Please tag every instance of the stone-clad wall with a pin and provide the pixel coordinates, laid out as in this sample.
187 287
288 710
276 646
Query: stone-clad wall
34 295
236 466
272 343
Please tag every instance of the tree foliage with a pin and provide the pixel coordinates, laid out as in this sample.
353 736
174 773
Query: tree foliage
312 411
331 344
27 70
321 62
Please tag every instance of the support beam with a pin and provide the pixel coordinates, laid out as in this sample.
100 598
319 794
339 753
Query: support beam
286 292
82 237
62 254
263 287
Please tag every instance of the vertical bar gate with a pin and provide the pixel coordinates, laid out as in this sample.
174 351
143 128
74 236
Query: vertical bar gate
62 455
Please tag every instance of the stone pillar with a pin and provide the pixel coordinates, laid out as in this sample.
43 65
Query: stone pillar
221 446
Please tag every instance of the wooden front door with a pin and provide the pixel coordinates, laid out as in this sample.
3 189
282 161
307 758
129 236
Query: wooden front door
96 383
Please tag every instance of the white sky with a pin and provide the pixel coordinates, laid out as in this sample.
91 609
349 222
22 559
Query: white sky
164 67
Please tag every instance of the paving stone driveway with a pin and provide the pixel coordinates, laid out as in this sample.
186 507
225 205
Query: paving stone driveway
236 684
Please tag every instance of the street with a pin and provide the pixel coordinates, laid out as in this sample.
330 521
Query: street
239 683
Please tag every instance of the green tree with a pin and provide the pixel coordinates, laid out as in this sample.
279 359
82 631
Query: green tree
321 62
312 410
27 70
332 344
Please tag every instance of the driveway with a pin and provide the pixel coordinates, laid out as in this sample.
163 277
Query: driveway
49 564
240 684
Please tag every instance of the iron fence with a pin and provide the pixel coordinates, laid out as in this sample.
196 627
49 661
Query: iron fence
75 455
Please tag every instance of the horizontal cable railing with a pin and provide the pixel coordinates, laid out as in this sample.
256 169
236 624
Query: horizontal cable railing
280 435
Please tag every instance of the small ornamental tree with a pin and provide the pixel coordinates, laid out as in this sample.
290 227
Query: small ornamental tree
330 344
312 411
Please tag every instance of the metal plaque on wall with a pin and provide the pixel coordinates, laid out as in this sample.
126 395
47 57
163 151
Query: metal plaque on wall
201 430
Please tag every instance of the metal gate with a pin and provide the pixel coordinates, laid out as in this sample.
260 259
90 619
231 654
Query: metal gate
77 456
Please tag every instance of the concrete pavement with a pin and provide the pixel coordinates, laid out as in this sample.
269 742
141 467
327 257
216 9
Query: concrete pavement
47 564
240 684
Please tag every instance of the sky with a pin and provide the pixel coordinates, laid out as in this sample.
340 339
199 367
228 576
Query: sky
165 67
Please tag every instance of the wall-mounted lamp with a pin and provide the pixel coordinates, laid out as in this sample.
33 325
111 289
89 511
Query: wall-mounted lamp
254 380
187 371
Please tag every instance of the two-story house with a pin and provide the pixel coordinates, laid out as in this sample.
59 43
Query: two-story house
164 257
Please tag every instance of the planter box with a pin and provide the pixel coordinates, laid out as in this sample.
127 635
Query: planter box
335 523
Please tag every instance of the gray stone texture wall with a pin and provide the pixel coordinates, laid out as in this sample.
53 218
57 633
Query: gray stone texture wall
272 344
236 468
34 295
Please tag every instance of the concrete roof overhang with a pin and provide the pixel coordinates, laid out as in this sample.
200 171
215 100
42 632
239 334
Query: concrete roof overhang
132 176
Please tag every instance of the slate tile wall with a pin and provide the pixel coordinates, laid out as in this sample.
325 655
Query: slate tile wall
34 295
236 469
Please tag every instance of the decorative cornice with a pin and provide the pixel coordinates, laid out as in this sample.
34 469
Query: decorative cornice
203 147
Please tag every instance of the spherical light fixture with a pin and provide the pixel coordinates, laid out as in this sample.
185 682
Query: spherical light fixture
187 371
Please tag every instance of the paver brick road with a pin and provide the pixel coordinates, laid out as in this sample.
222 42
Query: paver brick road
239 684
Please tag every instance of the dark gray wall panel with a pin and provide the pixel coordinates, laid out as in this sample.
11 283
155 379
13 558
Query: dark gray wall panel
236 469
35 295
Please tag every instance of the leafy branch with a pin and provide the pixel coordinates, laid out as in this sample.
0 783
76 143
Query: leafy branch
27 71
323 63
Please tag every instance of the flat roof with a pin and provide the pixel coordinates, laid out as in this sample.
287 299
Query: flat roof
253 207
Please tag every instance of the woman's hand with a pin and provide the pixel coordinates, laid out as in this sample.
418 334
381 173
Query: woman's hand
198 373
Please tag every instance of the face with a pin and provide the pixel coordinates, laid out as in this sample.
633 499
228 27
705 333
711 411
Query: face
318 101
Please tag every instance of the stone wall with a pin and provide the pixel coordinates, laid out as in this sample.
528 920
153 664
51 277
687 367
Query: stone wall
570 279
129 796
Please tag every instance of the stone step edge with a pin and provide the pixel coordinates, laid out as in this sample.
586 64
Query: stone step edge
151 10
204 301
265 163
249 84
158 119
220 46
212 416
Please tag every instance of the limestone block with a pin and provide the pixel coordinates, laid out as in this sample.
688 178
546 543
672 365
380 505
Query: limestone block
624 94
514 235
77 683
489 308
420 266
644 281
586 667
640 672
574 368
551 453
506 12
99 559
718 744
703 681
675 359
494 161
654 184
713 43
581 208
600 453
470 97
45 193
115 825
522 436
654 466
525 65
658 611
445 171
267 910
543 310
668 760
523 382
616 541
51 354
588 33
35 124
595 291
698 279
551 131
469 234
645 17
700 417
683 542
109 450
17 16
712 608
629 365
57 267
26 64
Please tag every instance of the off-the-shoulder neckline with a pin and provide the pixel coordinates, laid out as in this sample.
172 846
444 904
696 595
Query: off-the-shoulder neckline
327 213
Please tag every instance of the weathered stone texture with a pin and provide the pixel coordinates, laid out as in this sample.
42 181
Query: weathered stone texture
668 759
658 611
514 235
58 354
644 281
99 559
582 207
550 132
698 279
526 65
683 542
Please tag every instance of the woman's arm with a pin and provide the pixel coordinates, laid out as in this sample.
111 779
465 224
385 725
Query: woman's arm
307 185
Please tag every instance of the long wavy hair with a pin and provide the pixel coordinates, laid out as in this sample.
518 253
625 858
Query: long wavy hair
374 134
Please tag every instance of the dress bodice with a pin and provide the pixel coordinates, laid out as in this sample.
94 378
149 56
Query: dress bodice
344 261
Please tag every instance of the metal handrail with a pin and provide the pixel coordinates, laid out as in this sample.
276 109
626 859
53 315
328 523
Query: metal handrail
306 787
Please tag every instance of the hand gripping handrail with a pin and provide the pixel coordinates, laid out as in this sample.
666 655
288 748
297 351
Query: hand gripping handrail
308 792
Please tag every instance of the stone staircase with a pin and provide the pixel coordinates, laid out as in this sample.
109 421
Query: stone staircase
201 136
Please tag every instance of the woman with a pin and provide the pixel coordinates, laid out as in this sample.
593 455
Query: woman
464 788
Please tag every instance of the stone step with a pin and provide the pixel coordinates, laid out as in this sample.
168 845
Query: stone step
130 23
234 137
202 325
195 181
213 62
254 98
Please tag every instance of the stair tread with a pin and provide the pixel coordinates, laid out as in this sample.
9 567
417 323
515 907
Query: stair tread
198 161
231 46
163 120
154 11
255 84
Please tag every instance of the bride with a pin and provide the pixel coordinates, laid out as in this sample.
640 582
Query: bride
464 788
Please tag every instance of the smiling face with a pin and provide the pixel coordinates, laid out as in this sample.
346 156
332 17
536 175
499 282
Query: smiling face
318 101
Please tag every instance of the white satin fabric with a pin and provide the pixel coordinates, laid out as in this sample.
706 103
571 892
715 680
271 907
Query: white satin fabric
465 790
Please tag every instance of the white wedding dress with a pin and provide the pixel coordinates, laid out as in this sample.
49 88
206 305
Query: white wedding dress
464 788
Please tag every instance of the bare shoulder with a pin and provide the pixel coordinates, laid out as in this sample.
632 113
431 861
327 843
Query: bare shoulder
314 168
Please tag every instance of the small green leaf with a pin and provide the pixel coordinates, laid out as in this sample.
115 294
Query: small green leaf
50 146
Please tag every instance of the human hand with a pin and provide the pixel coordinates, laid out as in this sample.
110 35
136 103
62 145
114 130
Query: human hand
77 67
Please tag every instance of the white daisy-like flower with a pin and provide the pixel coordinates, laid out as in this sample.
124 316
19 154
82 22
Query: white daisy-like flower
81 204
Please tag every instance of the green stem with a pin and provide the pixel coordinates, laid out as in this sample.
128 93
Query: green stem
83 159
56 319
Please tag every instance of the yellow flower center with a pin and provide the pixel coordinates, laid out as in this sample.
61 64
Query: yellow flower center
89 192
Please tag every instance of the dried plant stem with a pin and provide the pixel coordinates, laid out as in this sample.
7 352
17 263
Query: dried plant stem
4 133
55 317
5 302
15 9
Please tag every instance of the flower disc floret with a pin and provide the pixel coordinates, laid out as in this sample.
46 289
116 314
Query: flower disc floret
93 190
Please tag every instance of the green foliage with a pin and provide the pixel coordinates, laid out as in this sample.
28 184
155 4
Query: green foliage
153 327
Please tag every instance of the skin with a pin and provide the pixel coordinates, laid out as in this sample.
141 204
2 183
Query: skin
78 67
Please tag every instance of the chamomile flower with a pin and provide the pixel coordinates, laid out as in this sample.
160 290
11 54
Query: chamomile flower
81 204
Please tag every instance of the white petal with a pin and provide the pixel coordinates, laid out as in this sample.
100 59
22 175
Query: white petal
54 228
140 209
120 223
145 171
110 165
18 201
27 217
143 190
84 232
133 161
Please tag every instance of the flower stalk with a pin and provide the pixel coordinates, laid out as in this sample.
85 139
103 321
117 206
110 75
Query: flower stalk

TASK BRIEF: Repeat, exactly and only, the lines above from the one containing "Please tag every instance of the skin" through the end of the material.

WRITTEN REPLY:
Please tag every instance of the skin with a pin and provide the pixel coordinates, laid out as in this sample.
141 204
2 183
Query: skin
78 67
Please tag every instance of the chamomile flower with a pin and provide the pixel coordinates, laid out as in this sample.
160 290
11 54
Query: chamomile flower
81 204
Please tag every instance of the white petal with a pin and provide the pixel coordinates, laid out as in this sample.
100 59
22 175
Query: white petal
54 228
140 209
120 223
145 171
110 165
18 201
27 217
143 190
84 232
133 161
Please tag every instance of the flower stalk with a pin and provide the pixel coordinates, laid out as in this sample.
85 139
103 321
117 206
110 75
Query: flower stalk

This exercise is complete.